◆ What you are asked to do: Please list every apple variety named in the text about fall apples below.

+++ Document segment +++

It can't be denied anymore; fall came here to stay. Fallen leaves mark my way home from farmers' markets where apples appear in all kinds of colors and shapes. Apples truly are the heroes of fall: local, tasty, and immensely versatile. 

Pink Lady, Golden Delicious, Gala – do yourself a favor and leave those ones at the store. There are so many local heirloom apples to discover! They burst with flavor and are often fierier than their highly commercial counterparts that often are downright boring. My granny used to have apple trees growing in her backyard. I loved to harvest the different varieties and discover their unique flavors; my favorite always was a variety called cinnamon apple which had not only a perfect balance of sweet and sour but, as its name says, a delicate cinnamon flavor. Nowadays I either head to a friend's backyard (like last Sunday and again today) or buy apples at one of those farmers' market stalls that sell apples till it gets too cold to stand outside all day long.

Apple pie may be the first thing that pops into your mind when spotting an apple tree heavy with fruit but they're also lovely in savory dishes, such as with pork. Salads are ridiculously easy to adapt according to the season. Therefore, I often start the shift in seasons on my plate with a seasonal salad. Here I combined crisp apples with the earthy flavors of walnuts, sweet red grapes, and creamy goat cheese and finished it with a walnut vinaigrette. This salad stays interesting till the very last bite.

The perfect way to welcome fall.

+++ Information supplied +++

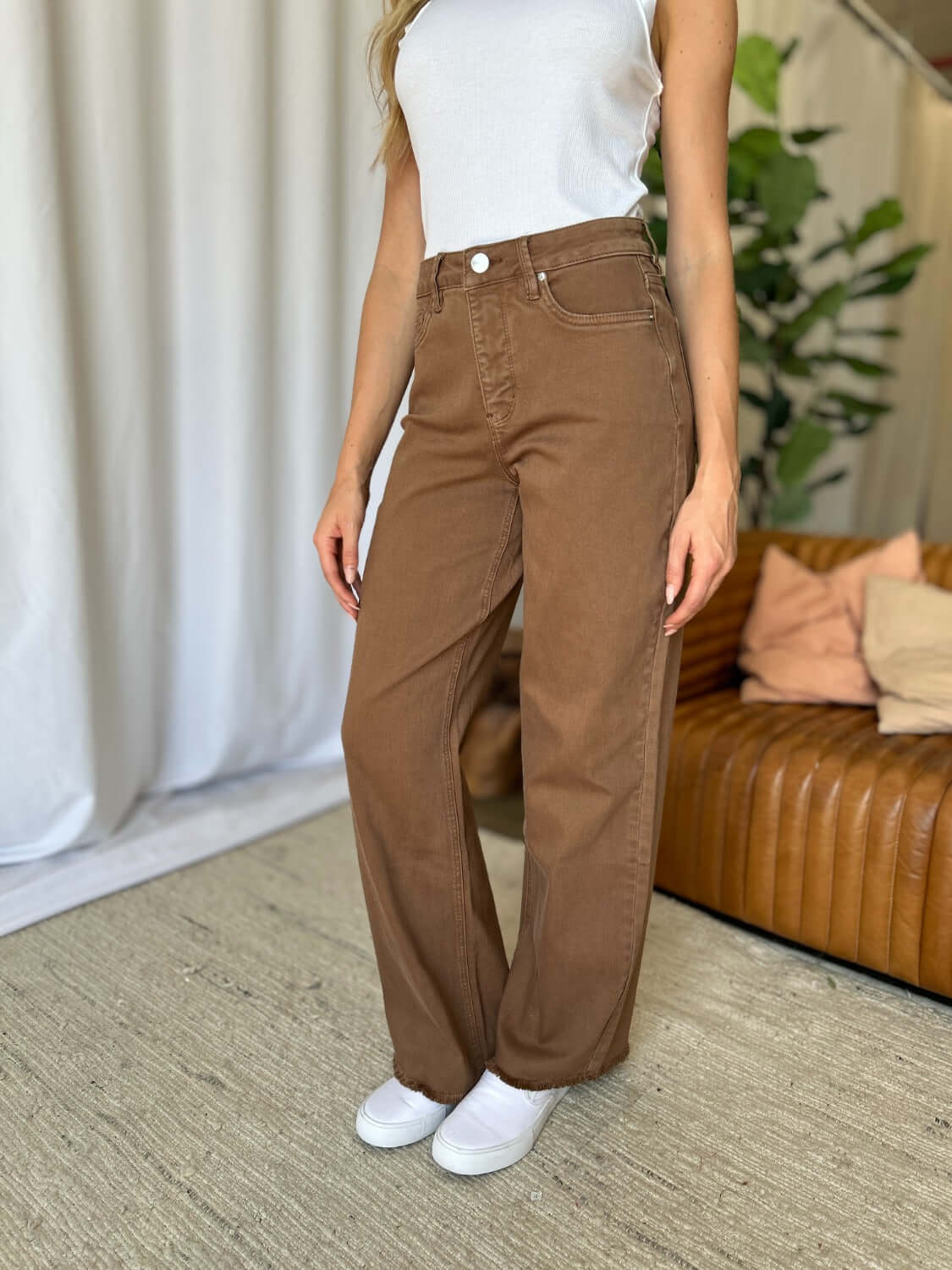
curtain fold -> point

+++

◆ Response to the task: Pink Lady, Golden Delicious, Gala, cinnamon apple